### O que fazer
1) Segundo o texto sobre a vocação da família, com que sinal Jesus inaugurou a sua vida pública?
2) Resuma em duas frases o texto sobre a vocação da família.
3) Retome o texto sobre a vocação da família a partir do ponto em que ele para e dê-lhe continuidade.

### Trecho da fonte
········

23 de jul. de 2016

A vocação da família

Diante das famílias e no meio delas, deve ressoar sempre de novo o primeiro anúncio (da Ressurreição), que é o mais belo, mais importante, mais atraente e, ao mesmo tempo, mais necessário e deve ocupar o centro da atividade evangelizadora. O nosso ensinamento sobre o matrimônio e a família não pode deixar de se inspirar e transfigurar à luz deste anúncio de amor e ternura, se não quiser tornar-se mera defesa duma doutrina fria e sem vida.

Jesus recupera e realiza plenamente o projeto divino
O Novo Testamento ensina que “tudo o que Deus criou é bom e nada deve ser rejeitado” (1Tim 4, 4). O matrim6onio é um dom do Senhor (1 Cor 7, 7). Ao mesmo tempo que se dá esta avaliação positiva, acentua-se fortemente a obrigação de cuidar deste dom divino: “Seja o matrimônio honrado por todos e imaculado o leito conjugal” (Heb 13, 4). Este dom de Deus inclui a sexualidade: “Não vos recuseis um ao outro” (1Cor 7, 5).
Jesus inaugurou a sua vida pública com o sinal de Caná, realizado num banquete de núpcias (Jo 2, 1-11). Compartilhou momentos diários de amizade com a família de Lázaro e suas irmãs (Lc10, 38) e com a família de Pedro (Mt 8, 14). Escutou o pranto dos pais pelos seus filhos, restituindo-os à vida (Mc 5, 41;Lc 7, 14-15) e mostrando assim o verdadeiro significado da misericórdia, a qual implica a restauração da Aliança. Vê-se isto claramente nos encontros com a mulher samaritana (Jo 4, 1-30) e com a adúltera (Jo 8, 1-11), nos quais a noção do pecado é avivada perante o amor gratuito de Jesus.

········

### Segmento de dados
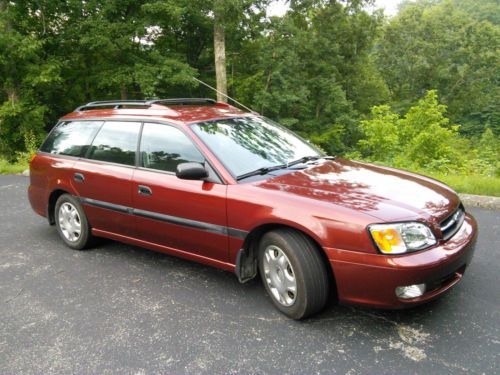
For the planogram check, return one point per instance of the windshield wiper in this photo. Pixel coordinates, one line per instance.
(265, 170)
(260, 171)
(305, 159)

········

### Respostas por tarefa
1) Com o sinal de Caná, realizado num banquete de núpcias.

2) O primeiro anúncio, o da Ressurreição, deve ressoar sempre nas famílias e inspirar o ensinamento sobre o matrimônio e a família, para que este não se torne mera defesa de uma doutrina fria e sem vida. À luz do Novo Testamento, o matrimônio e a sexualidade são dons de Deus que devem ser cuidados, e Jesus conviveu com famílias, inaugurou a sua vida pública num banquete de núpcias e mostrou o verdadeiro significado da misericórdia.

3)
A encarnação do Verbo numa família humana, em Nazaré, comove com a sua novidade a história do mundo. Precisamos mergulhar no mistério do nascimento de Jesus, no sim de Maria ao anúncio do anjo e no sim de José, que deu o nome a Jesus e cuidou de Maria; na festa dos pastores no presépio; na adoração dos Magos; na promessa que Simeão e Ana viram cumprida no templo; na fuga para o Egito; na admiração dos doutores da lei ao escutarem a sabedoria de Jesus adolescente. E, em seguida, penetrar nos trinta longos anos em que Jesus ganhava o pão trabalhando com suas mãos, sussurrando a oração do seu povo e formando-Se na fé dos seus pais, até fazê-la frutificar no mistério do Reino. A aliança de amor e fidelidade, vivida pela Sagrada Família de Nazaré, ilumina o princípio que dá forma a cada família e a torna capaz de enfrentar melhor as vicissitudes da vida e da história. É o mistério que tanto fascinou São Francisco de Assis, Santa Teresa do Menino Jesus e Beato Charles de Foucauld, e do qual bebem também as famílias cristãs para renovar a sua esperança e alegria.
A família nos documentos da Igreja
O Concílio Ecuménico Vaticano II ocupou-se, na Constituição pastoral Gaudium et spes, da promoção da dignidade do matrimônio e da família. Definiu como comunidade de vida e amor, colocando o amor no centro da família. O verdadeiro amor entre marido e mulher implica a mútua doação de si mesmo, inclui e integra a dimensão sexual e a afetividade, correspondendo ao desígnio divino.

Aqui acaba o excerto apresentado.